Natural language region descriptions:
§ §

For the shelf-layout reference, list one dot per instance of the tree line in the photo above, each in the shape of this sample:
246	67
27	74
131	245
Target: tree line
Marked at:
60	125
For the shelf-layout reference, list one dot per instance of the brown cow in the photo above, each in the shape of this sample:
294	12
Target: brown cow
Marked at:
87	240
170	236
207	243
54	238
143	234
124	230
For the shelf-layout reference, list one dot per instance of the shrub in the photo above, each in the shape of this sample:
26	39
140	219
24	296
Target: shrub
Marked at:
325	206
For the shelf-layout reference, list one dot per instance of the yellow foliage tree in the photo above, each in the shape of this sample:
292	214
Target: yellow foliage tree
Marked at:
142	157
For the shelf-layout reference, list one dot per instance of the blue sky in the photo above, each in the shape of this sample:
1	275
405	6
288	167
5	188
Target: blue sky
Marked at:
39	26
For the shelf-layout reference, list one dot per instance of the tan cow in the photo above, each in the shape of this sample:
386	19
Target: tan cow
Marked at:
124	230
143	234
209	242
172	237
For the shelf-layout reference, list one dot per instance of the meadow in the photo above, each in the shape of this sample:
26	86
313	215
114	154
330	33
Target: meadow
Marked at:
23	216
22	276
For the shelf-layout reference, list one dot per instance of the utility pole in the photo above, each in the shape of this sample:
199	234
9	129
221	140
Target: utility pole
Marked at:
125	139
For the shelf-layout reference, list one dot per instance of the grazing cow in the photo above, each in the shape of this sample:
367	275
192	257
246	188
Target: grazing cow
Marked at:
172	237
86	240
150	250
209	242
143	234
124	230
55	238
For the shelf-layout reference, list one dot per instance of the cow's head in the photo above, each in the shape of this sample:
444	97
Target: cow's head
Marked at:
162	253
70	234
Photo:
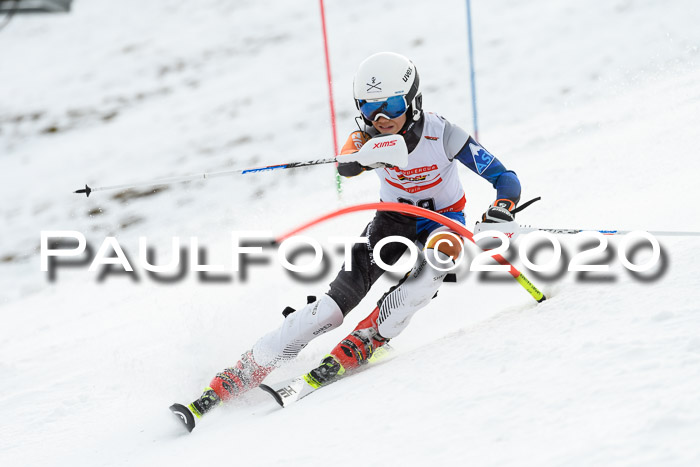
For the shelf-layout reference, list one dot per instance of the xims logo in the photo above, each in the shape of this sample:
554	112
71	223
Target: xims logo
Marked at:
384	144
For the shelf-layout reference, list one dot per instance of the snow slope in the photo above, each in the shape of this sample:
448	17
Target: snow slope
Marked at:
594	104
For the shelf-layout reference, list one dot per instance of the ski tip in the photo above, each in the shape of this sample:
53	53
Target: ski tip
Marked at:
184	415
273	393
87	190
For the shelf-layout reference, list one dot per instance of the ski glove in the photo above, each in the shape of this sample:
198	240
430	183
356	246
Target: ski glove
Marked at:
500	211
499	216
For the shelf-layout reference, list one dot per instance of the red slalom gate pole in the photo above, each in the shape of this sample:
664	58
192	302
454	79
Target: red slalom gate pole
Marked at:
421	212
330	92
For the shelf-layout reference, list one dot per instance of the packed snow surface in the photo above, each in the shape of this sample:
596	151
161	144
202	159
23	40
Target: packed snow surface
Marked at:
596	106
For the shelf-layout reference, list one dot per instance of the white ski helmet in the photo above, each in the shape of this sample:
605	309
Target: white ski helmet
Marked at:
386	84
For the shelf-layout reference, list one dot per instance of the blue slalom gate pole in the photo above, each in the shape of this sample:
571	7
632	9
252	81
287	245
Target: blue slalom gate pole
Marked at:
472	74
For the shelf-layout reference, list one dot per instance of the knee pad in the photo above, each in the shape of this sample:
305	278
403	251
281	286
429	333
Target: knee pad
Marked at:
413	293
297	330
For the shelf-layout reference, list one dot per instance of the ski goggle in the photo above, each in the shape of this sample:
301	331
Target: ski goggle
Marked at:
392	107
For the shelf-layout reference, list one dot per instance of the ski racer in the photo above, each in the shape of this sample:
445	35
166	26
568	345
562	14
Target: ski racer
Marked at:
387	95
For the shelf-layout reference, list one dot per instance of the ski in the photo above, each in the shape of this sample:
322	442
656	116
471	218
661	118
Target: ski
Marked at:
292	390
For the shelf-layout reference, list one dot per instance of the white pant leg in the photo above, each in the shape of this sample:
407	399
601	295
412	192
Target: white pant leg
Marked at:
411	295
297	330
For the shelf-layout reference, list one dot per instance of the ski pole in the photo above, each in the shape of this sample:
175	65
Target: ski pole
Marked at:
185	178
657	233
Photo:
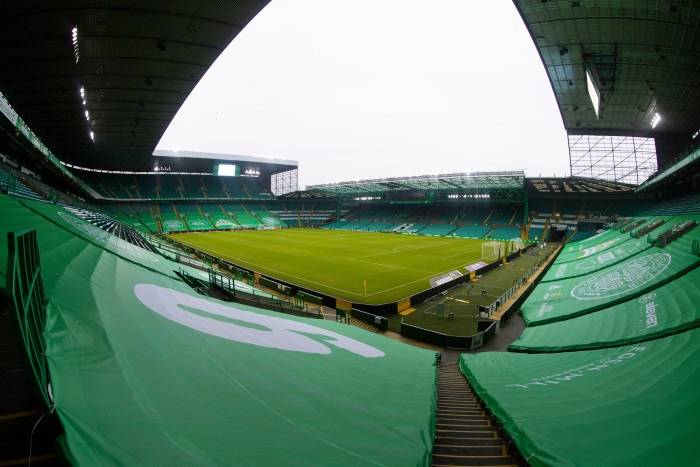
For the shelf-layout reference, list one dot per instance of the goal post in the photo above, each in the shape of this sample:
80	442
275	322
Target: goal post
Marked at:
515	244
492	250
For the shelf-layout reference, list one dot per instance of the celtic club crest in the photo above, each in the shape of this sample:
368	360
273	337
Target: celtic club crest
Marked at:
623	278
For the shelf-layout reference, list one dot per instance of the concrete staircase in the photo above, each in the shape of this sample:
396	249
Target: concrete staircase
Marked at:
465	434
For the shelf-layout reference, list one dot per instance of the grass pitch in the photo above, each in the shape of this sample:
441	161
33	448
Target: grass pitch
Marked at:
337	262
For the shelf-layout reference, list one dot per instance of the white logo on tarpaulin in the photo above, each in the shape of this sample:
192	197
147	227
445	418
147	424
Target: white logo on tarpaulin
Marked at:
595	249
561	271
623	278
279	333
106	238
649	310
544	309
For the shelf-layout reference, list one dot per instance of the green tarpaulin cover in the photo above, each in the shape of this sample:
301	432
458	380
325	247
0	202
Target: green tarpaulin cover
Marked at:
563	299
636	405
666	310
144	371
589	241
597	261
591	249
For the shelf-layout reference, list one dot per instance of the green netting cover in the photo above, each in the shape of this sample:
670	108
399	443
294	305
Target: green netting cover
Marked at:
636	405
146	372
597	261
554	301
666	310
607	242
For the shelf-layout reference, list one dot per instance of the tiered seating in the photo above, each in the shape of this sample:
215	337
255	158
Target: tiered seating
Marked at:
688	204
243	217
629	311
269	219
472	231
438	229
170	221
501	216
378	227
630	405
209	373
169	187
12	184
193	218
644	268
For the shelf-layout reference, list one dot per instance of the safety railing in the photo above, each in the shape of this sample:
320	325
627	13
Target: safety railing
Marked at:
29	301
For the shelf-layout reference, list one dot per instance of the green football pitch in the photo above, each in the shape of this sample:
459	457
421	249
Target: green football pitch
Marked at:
337	263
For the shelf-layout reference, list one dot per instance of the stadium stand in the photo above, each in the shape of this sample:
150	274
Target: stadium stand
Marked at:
438	230
120	348
669	309
75	252
635	276
471	232
633	415
504	233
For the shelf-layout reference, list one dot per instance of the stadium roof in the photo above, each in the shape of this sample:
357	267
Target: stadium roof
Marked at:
477	181
644	54
225	157
577	185
137	62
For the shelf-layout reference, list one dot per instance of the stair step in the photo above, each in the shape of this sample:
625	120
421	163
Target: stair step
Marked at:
466	434
454	398
462	413
13	423
468	442
464	421
446	459
488	451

§ §

What is expected:
For your answer, write out the data exactly and drop every picture.

Solved exercise:
For the shelf-layout reference, list one dot per instance of the tree line in the photo above, each in the shape of this sample:
246	67
27	74
131	245
Target: tree line
Marked at:
60	125
For the shelf-layout reference, list one dot per instance of the brown cow in the photo above, each in the shape of this sample:
294	12
Target: brown cow
Marked at:
87	240
170	236
207	243
54	238
143	234
124	230
For the shelf-layout reference, list one dot per instance of the shrub in the photo above, each in the shape of this sample:
26	39
140	219
24	296
Target: shrub
Marked at:
325	206
For the shelf-layout reference, list one dot per instance of the yellow foliage tree in the photo above, each in the shape of this sample:
292	214
Target: yellow foliage tree
Marked at:
142	157
For the shelf-layout reference, list one dot per instance of the blue sky in the photo above, each in the shape of this sample:
1	275
405	6
288	167
5	188
Target: blue sky
Marked at:
39	26
For the shelf-layout reference, list one dot per instance of the tan cow in the photo above, each in the shape of this sample:
386	19
Target: tan cow
Marked at:
124	230
143	234
209	242
172	237
For the shelf-layout reference, list one dot per instance of the meadow in the photo above, each in the shape of this sample:
26	86
313	215
114	154
330	33
Target: meadow
Marked at:
23	216
22	276
For the shelf-layout reference, list one dot per instance of the utility pole in the photo above, each in the shape of this sample:
199	234
9	129
221	140
Target: utility pole
Marked at:
125	139
For the shelf-layout reference, list one dot per instance of the grazing cow in the photo above, each in the shape of this sample:
367	275
192	257
246	188
Target: grazing cow
Marked at:
172	237
86	240
150	250
209	242
143	234
124	230
55	238
For the shelf-layout reference, list one dot per instance of the cow's head in the photo above, each in the shape of this sample:
444	97
Target: cow's head
Marked at:
162	253
70	234
Photo:
For the shelf-layout reference, list one dot per instance of the xims logo in the photo above, each in the shape of this sample:
554	112
71	223
Target: xims logo
Marked at:
384	144
For the shelf-layout reference, list one dot per instance of the snow slope in the photo above, each in the shape of this sample:
448	17
Target: snow slope
Marked at:
594	104
For the shelf-layout reference, list one dot per instance of the ski tip in the photo above, each in the shape of this sample:
53	53
Target: ski tip
Marked at:
184	415
273	393
87	190
For the shelf-layout reference, list one dot per instance of the ski glove in the photo above, each in the shape of this sample:
198	240
430	183
356	246
Target: ski glove
Marked at:
500	211
499	216
For the shelf-layout reference, list one dot per instance of the red slalom gate pole in the photo above, each in the shape of this sample:
664	58
192	302
454	79
Target: red slalom gate pole
Marked at:
421	212
330	92
For the shelf-layout reference, list one dot per instance of the packed snow surface in the photo above, each in the shape of this sample:
596	151
161	144
202	159
23	40
Target: packed snow surface
Marked at:
596	106
For the shelf-layout reference, list one dot per instance of the white ski helmet in the photo above, each in the shape of this sample:
605	309
Target: white ski helmet
Marked at:
386	84
For the shelf-layout reference, list one dot per instance of the blue slalom gate pole in the photo above, each in the shape of this sample:
571	7
632	9
252	81
287	245
Target: blue slalom gate pole
Marked at:
472	74
For the shelf-layout reference, list one dot per instance of the knee pad in the photo above, each in the shape of this sample:
305	278
403	251
281	286
429	333
Target: knee pad
Marked at:
413	293
297	330
For the shelf-layout reference, list one dot per instance of the ski goggle in the photo above, each in the shape of this sample:
301	331
Target: ski goggle
Marked at:
392	107
For the shelf-layout reference, list one dot per instance of the ski racer in the photo above, each in the shape of this sample:
445	35
166	26
568	345
562	14
Target: ski racer
Marked at:
387	95
For the shelf-layout reference, list one dot per instance of the ski in the photo above, each in the shape of this sample:
322	442
656	116
471	218
661	118
Target: ski
Marked at:
292	390
For the shelf-layout reference, list one dot per instance of the white pant leg in the photo above, each in the shape of this sample:
407	399
601	295
412	192
Target: white pant leg
Marked at:
411	295
297	330
For the shelf-layout reference, list one dot per instance of the ski pole in the photo above, each in the shape of this sample:
175	65
Target: ski pole
Marked at:
185	178
657	233
Photo:
For the shelf-layout reference, list one dot per instance of the goal post in the photo above, each in the shape of this sample:
80	442
275	322
Target: goal post
Marked at:
515	244
492	250
For the shelf-layout reference, list one dot per instance of the celtic club crest in the photo above, each in the shape of this sample:
368	360
273	337
Target: celtic club crest
Marked at:
623	278
For the shelf-layout reference, list one dot per instance of the concrete staircase in the photo above, each in the shape of this sample:
396	249
Target: concrete staircase
Marked at:
465	434
For the shelf-layout reference, list one dot per instance of the grass pitch in the photo above, each in the shape of this sample:
441	161
33	448
Target: grass pitch
Marked at:
337	262
For the shelf-layout reference, list one dot per instance of the white logo on tarpaulin in the photo above, each in the shape of this sample:
192	197
147	227
445	418
147	424
Target: white logo on tarpaulin
Marked at:
595	249
561	271
623	278
279	333
106	238
649	310
544	309
For the shelf-layout reference, list one dot per instance of the green tarpaulin cover in the photo above, each in the shape of this sample:
301	432
458	380
325	247
0	202
Target: green tarpaulin cover
Marked at:
563	299
636	405
666	310
144	371
589	241
597	261
591	249
For the shelf-layout reference, list one dot per instance of the green netting cover in the photo above, each in the shape of this sample:
670	108
399	443
294	305
Target: green netting cover
Marked at:
636	405
146	372
597	261
554	301
666	310
607	242
For the shelf-layout reference, list one dot per instance of the tiered seating in the photo above, each in the shape of this sample:
215	337
255	158
Target: tiered seating
Marked at:
688	204
243	217
629	311
269	219
472	231
438	229
170	221
501	216
378	227
630	405
209	373
169	187
12	184
193	218
644	268
For the shelf-layout reference, list one dot per instance of the safety railing in the photo above, each in the shape of this sample:
320	325
627	13
Target: safety railing
Marked at:
29	301
For the shelf-layout reference, list one dot per instance of the green football pitch in the photo above, each in the shape of this sample:
459	457
421	249
Target: green football pitch
Marked at:
337	263
For the shelf-layout reference, list one dot per instance of the stadium stand in the photo above, each in the shape of this sample:
150	274
Target: stadium stand
Marked at:
438	230
120	348
669	309
75	252
635	276
471	232
633	415
504	233
For the shelf-layout reference, list one dot per instance of the stadium roof in the photo above, each in the shape of this sample:
357	267
Target: stadium roof
Marked at:
477	181
644	54
225	157
577	185
137	62
For the shelf-layout reference, list one dot per instance of the stair step in the photo above, each in the shape of this sample:
625	120
421	163
Target: stair step
Marked at:
466	434
454	398
462	413
13	423
468	442
464	421
446	459
488	451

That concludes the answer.